──────── Given entries

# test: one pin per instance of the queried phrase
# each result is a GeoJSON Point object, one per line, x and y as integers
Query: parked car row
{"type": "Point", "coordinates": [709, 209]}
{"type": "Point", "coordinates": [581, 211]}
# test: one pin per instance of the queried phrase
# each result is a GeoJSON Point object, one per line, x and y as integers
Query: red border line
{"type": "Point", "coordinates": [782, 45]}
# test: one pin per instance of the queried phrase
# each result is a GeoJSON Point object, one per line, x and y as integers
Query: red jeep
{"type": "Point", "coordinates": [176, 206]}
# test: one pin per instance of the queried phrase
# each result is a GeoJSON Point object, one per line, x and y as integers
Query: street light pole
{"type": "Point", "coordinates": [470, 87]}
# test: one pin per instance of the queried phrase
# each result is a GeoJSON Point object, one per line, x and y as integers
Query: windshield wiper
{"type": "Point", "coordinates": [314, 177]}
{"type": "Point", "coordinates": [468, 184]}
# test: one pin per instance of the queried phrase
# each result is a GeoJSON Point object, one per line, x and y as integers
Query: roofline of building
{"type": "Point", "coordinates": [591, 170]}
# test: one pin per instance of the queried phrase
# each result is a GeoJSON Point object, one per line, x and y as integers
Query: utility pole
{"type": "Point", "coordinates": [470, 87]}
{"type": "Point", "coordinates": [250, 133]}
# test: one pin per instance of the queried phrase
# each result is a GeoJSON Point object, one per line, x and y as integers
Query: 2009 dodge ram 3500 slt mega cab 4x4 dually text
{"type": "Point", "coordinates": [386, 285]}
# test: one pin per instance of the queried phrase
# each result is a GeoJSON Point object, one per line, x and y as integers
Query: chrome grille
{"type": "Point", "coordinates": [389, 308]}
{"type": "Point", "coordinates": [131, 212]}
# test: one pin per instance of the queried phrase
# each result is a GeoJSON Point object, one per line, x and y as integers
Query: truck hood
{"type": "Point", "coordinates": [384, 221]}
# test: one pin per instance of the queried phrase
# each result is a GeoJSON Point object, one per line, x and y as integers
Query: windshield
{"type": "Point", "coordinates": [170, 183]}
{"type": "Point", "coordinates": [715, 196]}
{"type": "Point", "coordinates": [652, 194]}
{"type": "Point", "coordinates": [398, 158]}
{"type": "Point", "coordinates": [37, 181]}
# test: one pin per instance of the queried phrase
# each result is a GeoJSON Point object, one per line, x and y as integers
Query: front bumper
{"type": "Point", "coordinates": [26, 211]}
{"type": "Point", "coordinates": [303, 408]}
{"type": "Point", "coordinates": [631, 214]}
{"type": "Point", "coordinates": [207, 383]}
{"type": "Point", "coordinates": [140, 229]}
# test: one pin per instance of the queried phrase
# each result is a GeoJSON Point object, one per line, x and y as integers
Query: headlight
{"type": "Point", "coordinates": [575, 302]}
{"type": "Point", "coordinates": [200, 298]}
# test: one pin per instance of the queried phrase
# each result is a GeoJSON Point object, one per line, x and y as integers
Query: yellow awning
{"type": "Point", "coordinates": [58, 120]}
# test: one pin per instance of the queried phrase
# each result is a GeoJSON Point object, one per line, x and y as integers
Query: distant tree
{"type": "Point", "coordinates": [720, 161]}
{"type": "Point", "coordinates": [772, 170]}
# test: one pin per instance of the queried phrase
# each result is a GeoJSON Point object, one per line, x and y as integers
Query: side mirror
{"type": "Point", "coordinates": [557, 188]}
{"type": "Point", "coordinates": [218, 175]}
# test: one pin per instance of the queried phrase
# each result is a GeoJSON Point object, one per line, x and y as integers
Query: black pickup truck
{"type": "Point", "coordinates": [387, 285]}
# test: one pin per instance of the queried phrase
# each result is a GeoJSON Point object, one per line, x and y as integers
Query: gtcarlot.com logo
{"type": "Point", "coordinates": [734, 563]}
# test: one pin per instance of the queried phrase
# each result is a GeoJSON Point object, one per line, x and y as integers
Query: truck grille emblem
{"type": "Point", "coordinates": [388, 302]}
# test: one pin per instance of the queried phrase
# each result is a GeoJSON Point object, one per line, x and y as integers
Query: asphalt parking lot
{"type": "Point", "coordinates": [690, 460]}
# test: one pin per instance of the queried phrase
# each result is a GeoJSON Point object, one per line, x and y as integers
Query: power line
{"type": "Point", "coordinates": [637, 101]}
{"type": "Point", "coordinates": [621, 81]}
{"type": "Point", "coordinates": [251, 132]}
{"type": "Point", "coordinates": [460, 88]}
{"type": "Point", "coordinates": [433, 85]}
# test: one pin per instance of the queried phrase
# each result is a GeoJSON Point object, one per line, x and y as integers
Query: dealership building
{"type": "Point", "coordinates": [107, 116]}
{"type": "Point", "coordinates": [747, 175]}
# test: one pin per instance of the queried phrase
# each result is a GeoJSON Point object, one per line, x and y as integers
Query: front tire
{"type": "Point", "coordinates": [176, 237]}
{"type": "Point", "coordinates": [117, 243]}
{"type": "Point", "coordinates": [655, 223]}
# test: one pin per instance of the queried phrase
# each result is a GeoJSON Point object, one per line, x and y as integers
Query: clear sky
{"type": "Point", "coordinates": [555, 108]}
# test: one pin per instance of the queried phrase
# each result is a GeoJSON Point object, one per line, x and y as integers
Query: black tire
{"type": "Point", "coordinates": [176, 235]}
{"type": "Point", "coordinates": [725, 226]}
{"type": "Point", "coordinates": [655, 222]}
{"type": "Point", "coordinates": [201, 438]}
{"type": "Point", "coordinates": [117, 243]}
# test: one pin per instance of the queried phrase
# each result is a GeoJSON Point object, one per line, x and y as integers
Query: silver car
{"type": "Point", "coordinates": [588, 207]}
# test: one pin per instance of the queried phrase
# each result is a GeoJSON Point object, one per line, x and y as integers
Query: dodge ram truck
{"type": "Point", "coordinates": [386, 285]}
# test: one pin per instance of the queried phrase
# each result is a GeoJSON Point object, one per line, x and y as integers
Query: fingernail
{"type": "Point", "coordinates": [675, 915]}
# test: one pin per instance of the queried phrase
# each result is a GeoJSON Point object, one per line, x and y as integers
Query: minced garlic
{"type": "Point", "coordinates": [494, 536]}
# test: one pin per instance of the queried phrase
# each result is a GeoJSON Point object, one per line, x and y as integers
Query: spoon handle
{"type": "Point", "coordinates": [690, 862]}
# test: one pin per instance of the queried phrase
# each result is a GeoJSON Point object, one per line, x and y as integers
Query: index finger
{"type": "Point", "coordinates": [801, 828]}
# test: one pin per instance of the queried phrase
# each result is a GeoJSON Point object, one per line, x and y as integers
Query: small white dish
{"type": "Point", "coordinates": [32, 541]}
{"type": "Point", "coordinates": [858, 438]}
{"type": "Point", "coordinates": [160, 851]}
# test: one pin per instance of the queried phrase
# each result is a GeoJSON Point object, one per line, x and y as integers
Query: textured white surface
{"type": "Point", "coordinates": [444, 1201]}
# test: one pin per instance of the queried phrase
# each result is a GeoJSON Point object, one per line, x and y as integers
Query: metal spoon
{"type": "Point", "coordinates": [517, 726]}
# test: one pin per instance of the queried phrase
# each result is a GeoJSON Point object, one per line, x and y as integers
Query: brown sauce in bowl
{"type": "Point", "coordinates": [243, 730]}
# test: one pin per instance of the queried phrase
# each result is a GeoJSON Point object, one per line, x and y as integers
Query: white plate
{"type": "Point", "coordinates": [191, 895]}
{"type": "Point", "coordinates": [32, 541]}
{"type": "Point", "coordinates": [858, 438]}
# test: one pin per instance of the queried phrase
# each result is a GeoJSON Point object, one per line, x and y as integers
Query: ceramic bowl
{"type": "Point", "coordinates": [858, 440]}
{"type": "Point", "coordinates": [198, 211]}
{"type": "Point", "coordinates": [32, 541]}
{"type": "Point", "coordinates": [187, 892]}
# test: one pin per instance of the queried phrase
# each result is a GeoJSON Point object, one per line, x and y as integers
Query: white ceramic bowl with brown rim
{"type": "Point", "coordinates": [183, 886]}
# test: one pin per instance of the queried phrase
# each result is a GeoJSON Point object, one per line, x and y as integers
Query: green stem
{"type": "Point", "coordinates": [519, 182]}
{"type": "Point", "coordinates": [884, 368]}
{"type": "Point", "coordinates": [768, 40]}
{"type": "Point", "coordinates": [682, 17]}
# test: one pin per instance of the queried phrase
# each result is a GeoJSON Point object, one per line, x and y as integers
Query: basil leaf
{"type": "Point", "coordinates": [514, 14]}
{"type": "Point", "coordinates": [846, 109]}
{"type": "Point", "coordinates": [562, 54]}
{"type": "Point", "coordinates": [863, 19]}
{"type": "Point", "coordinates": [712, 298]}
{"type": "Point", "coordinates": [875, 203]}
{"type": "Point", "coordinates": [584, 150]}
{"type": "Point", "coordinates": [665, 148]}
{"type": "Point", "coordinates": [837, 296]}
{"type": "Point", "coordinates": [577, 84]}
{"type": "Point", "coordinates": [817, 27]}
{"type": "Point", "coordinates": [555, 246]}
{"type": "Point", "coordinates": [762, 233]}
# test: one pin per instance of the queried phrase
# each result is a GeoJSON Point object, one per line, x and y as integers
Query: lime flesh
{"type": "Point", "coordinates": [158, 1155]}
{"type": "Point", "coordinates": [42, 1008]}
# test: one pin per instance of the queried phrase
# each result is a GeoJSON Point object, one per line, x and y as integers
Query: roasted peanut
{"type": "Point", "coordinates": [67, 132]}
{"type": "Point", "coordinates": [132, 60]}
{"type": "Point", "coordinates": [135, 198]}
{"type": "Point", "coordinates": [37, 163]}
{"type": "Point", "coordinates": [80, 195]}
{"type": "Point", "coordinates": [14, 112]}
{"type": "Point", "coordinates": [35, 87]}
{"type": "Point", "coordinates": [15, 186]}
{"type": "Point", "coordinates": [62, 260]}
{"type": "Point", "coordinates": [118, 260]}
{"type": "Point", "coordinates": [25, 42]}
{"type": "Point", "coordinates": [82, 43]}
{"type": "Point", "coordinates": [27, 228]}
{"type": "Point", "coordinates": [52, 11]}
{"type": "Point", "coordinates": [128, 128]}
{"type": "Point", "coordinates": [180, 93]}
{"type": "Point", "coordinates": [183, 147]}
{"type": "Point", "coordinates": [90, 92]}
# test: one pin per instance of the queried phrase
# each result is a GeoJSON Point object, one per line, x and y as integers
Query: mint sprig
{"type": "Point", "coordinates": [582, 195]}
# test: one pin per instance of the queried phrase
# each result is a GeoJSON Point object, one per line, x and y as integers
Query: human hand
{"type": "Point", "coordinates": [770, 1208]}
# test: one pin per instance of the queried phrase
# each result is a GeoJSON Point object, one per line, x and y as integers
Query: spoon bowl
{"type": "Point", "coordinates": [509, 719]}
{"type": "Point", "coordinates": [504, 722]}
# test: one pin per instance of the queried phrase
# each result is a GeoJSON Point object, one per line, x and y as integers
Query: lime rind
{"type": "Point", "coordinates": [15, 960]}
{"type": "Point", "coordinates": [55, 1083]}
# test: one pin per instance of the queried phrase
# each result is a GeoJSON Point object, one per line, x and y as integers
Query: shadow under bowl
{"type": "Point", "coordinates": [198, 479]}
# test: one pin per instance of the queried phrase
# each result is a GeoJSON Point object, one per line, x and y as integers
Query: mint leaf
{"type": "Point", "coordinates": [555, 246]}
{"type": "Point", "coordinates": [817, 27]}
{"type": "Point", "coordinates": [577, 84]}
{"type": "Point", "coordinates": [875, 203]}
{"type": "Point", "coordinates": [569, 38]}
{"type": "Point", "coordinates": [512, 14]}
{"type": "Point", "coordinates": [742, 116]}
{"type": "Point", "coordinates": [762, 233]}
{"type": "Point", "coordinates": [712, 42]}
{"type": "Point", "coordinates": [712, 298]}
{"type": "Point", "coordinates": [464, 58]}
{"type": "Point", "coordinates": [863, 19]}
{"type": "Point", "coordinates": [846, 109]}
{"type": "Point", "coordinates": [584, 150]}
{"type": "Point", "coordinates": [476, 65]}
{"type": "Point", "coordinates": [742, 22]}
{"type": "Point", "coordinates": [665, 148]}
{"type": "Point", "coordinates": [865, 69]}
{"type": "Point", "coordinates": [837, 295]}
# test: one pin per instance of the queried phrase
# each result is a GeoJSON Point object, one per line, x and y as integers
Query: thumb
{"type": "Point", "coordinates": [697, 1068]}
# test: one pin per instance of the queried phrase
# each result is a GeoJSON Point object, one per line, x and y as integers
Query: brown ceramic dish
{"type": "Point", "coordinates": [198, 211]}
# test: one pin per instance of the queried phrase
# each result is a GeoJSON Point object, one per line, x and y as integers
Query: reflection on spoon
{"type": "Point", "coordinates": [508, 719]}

────────────────

§ **Exercise requirements**: Quote only the lines from the one containing "Query: brown ceramic dish" through the final line of the records, with both ends included.

§ **Answer box**:
Query: brown ceramic dish
{"type": "Point", "coordinates": [198, 211]}
# test: one pin per instance of the queried phrase
# each result is a GeoJSON Point object, one per line, x and y as integers
Query: reflection on spoon
{"type": "Point", "coordinates": [508, 719]}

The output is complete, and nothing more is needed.